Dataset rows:
>> Start
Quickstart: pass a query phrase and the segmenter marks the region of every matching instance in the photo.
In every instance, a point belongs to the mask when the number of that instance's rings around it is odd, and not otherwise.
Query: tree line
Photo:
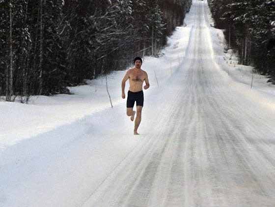
[[[67,86],[157,55],[192,0],[0,0],[0,96]]]
[[[240,63],[255,67],[275,84],[275,1],[211,0],[216,27],[225,30],[229,48],[238,50]]]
>> End
WHAT THIS TASK INVOLVES » Transcribe the entire listing above line for line, character for character, omitting the picture.

ANSWER FOR THE TASK »
Quickstart: pass a query phrase and the segmenter marks the region of every matching instance in the photo.
In every instance, a point belongs to the mask when the number of that instance's rings around it is odd, and not otherwise.
Query: tree line
Photo:
[[[67,86],[157,55],[192,0],[0,0],[0,96]]]
[[[240,63],[255,67],[275,84],[275,1],[211,0],[216,27],[225,30],[229,48],[238,50]]]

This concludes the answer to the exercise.